┌──

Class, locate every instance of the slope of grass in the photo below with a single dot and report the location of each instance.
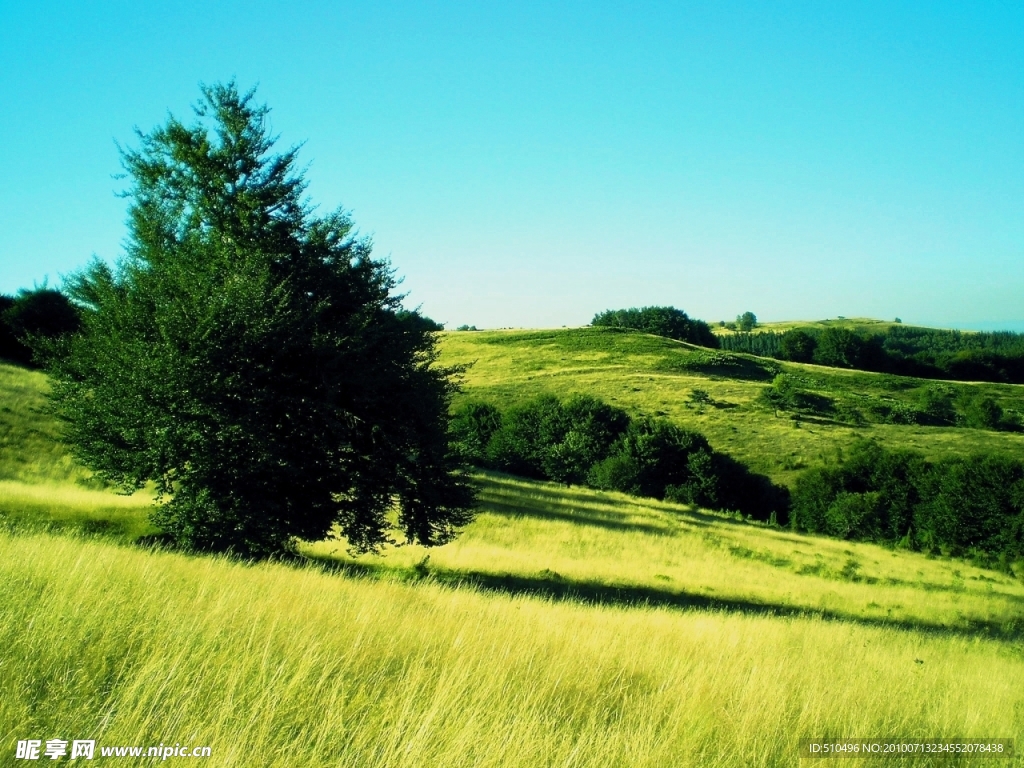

└──
┌──

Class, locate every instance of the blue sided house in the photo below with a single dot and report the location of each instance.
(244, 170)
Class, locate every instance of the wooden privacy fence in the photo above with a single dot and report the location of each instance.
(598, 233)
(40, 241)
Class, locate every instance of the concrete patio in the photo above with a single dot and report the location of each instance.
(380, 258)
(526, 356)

└──
┌──

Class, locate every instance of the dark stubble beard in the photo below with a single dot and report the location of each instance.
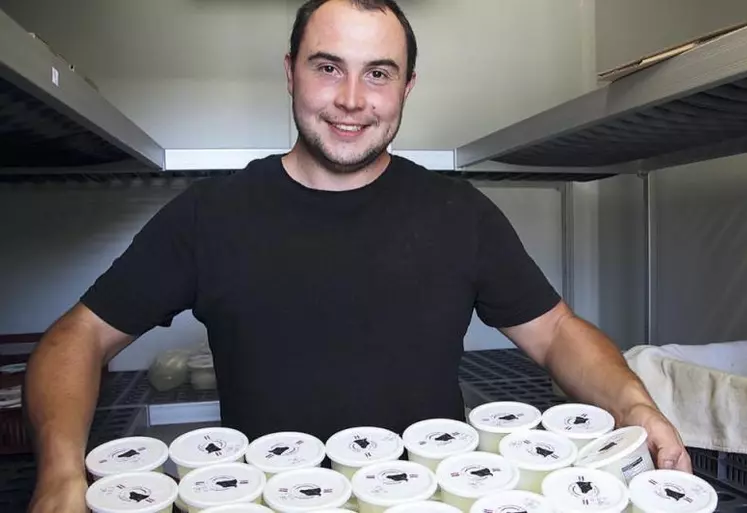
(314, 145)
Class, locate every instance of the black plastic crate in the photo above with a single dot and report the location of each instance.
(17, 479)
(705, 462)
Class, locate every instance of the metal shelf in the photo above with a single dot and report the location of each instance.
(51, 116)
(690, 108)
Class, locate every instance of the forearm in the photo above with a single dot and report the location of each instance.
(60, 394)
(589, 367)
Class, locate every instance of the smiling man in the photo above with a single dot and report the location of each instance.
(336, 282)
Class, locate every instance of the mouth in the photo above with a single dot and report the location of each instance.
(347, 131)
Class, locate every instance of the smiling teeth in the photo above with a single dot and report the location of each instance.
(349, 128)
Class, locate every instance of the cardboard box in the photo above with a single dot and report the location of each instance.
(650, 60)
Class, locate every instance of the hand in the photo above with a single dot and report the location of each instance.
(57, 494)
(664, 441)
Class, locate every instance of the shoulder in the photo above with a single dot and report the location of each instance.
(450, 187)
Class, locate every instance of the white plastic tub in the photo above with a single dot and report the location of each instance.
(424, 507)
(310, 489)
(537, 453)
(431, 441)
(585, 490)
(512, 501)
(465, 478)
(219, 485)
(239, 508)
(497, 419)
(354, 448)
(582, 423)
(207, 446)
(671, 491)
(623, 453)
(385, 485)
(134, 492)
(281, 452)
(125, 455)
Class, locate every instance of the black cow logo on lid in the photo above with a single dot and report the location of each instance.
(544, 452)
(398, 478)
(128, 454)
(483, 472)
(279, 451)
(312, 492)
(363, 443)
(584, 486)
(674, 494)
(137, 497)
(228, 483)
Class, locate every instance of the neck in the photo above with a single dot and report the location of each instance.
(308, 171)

└──

- _Exercise instructions_: From the entries above, pick out and copy each line that contains the word "plastic". Upper- and lowercase letters count as different.

- _Reply to the task_:
Class, locate every instance of the black plastic crate in the photo above with a single dot and report the location of each instance.
Class, locate every instance of the white plastic tub in the photo above with a single dot and report the location of each instance.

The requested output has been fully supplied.